━━━ Material supplied
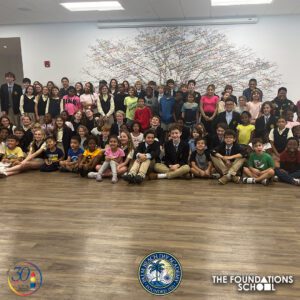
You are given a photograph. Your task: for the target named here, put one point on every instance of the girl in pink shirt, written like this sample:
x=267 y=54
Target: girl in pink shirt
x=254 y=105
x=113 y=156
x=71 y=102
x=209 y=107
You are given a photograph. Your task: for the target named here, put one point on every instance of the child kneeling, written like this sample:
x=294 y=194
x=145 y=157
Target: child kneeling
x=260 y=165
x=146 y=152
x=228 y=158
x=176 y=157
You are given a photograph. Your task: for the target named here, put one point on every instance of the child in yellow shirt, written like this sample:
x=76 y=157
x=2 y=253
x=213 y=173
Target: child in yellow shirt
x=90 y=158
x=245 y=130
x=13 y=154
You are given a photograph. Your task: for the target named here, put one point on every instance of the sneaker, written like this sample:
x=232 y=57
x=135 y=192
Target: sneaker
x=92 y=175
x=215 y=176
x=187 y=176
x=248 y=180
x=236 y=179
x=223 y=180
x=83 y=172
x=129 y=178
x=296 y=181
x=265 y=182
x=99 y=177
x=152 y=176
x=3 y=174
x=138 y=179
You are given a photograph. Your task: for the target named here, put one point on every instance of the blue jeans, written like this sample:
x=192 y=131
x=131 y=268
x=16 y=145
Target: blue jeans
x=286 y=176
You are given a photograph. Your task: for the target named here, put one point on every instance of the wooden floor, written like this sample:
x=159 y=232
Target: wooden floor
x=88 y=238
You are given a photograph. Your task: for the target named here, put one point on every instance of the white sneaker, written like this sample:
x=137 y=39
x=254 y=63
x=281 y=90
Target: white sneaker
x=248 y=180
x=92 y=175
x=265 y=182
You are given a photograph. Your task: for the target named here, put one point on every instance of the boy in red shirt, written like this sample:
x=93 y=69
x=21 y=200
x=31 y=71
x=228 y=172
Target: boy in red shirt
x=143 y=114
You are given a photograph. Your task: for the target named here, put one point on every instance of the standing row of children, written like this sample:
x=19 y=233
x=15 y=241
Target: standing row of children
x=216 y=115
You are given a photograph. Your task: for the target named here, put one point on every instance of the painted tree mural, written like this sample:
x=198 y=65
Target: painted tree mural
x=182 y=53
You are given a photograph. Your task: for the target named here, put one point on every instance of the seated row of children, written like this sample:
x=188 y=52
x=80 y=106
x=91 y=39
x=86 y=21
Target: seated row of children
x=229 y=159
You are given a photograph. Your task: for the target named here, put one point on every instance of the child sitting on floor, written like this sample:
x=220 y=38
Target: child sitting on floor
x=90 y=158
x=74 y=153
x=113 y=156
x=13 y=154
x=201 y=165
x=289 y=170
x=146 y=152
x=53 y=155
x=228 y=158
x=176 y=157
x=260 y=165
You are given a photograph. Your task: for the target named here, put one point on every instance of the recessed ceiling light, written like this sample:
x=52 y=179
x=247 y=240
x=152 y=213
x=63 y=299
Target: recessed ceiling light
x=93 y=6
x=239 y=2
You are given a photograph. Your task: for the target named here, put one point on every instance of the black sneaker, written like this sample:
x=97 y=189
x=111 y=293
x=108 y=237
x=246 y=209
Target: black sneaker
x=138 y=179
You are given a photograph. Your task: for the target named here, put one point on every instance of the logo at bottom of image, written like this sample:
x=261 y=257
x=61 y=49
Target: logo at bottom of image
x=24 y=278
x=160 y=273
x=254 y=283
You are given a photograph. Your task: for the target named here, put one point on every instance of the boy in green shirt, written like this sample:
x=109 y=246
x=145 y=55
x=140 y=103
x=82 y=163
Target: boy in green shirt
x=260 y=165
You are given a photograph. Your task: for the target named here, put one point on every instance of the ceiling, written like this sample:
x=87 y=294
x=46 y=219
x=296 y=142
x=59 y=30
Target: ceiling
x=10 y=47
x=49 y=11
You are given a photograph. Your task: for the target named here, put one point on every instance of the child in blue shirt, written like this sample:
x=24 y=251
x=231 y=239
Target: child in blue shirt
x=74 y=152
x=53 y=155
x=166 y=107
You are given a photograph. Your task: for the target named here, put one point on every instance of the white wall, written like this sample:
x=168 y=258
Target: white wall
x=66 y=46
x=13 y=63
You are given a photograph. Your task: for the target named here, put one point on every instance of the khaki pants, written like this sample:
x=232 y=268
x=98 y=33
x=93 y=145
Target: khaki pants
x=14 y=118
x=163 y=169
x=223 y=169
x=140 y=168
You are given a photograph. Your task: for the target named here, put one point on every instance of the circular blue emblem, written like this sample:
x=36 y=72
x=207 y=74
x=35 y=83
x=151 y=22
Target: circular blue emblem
━━━━━━
Line by line, write out the material above exactly, with no images.

● **Reply to the task**
You are given a photograph. Your task: for the target named here, put one point on every instance of the girl in pink shirt, written like this sample:
x=267 y=54
Target: girl in pink shirt
x=254 y=105
x=113 y=156
x=71 y=102
x=209 y=107
You are given a photograph. Your task: for the target named here, put one point on every instance of the child kneeling, written like this sample:
x=294 y=194
x=145 y=157
Target: child kneeling
x=260 y=165
x=146 y=152
x=228 y=158
x=176 y=157
You are given a photograph. Your task: for the target named here, put one point on every instance of the child in yellow shirt, written like this sample:
x=76 y=157
x=2 y=253
x=213 y=173
Target: child in yellow shirt
x=90 y=158
x=245 y=130
x=13 y=154
You are given a photograph. Your task: for the target named here, put one point on every instance of the sneaker, written like this sample:
x=232 y=57
x=135 y=192
Target: sneaker
x=92 y=175
x=215 y=176
x=187 y=176
x=248 y=180
x=236 y=179
x=223 y=180
x=83 y=172
x=129 y=178
x=296 y=181
x=265 y=182
x=99 y=177
x=152 y=176
x=3 y=174
x=138 y=179
You are given a photograph. Your task: for the target named here, put one point on every instance of the blue jeans, written like this sample:
x=192 y=131
x=131 y=268
x=16 y=145
Target: blue jeans
x=286 y=176
You are given a photograph. Your task: for the target named here, put one point on every instance of the wooden floor, written like this sample:
x=159 y=232
Target: wooden floor
x=88 y=238
You are given a photograph. Your task: for the target named here, put one point on every instance of the white sneaker, written like this sample:
x=137 y=39
x=254 y=63
x=281 y=90
Target: white sneaker
x=248 y=180
x=92 y=175
x=265 y=182
You are given a photograph. Your task: for the target named here, put one point on every instance of the boy in red shirt, written like this sample:
x=93 y=69
x=21 y=200
x=31 y=71
x=228 y=172
Target: boy in red shirt
x=143 y=114
You are given a photograph. Your task: for the target named here, put one point on every instance of the standing row of children, written like this sample:
x=19 y=233
x=15 y=241
Target: standing row of children
x=216 y=115
You are given a photograph. Your task: for the target named here, put one point on every instance of the painted tree mural, written like this sample:
x=198 y=65
Target: painted tree mural
x=182 y=53
You are given a photograph. Your task: for the target named here, put one point on every instance of the seated row of children, written like this sample:
x=188 y=52
x=80 y=106
x=91 y=39
x=86 y=21
Target: seated row of children
x=229 y=159
You are given a photograph. Your task: for the target named here, put one point on every instance of the child sitting on floor, written like this sample:
x=220 y=38
Target: child sitting on floor
x=90 y=158
x=74 y=153
x=113 y=156
x=13 y=154
x=201 y=165
x=289 y=170
x=146 y=152
x=53 y=155
x=228 y=158
x=176 y=157
x=260 y=165
You are given a photograph. Your task: for the target named here, put one point on every instance of the recessed ceiling light, written like this sample:
x=52 y=179
x=247 y=240
x=152 y=213
x=63 y=299
Target: recessed ceiling light
x=93 y=6
x=239 y=2
You are given a photograph. Your task: for the target named here, put one point on every instance of the black sneaker, written like this sample:
x=97 y=189
x=111 y=293
x=108 y=237
x=246 y=209
Target: black sneaker
x=138 y=179
You are given a photograph. Your task: for the target named here, put one point on every instance of the logo at bottom of image, written like this sample:
x=261 y=257
x=61 y=49
Target: logo at bottom of image
x=24 y=278
x=160 y=273
x=254 y=283
You are given a photograph. Your task: for the target named here, put one point on every instance of the boy in green shirt, written like this sample:
x=109 y=246
x=145 y=55
x=140 y=103
x=82 y=163
Target: boy in green shirt
x=260 y=165
You are given a photograph. Your task: for the target named here, put one point on every instance of the ceiling, written like this sample:
x=87 y=294
x=46 y=219
x=296 y=142
x=59 y=30
Target: ceiling
x=10 y=47
x=49 y=11
You are given a photograph. Your task: for the target named here, put one point on every instance of the child in blue shirt, written like this sample:
x=24 y=251
x=231 y=239
Target: child in blue shirt
x=74 y=152
x=53 y=155
x=166 y=107
You are given a photograph. Your task: for the target named here, put one point on every instance of the white wall, written like this sample:
x=168 y=258
Target: white wall
x=66 y=46
x=13 y=63
You are given a photograph. Your task: for the target named here, put one point on every instance of the khaki pants, written like this sample:
x=232 y=268
x=98 y=33
x=93 y=145
Target: khaki pants
x=14 y=118
x=163 y=169
x=223 y=169
x=140 y=168
You are given a photograph. Your task: for the target named here, put one point on every instance of the circular blue emblem, written like this sample:
x=36 y=72
x=207 y=74
x=35 y=83
x=151 y=22
Target: circular blue emblem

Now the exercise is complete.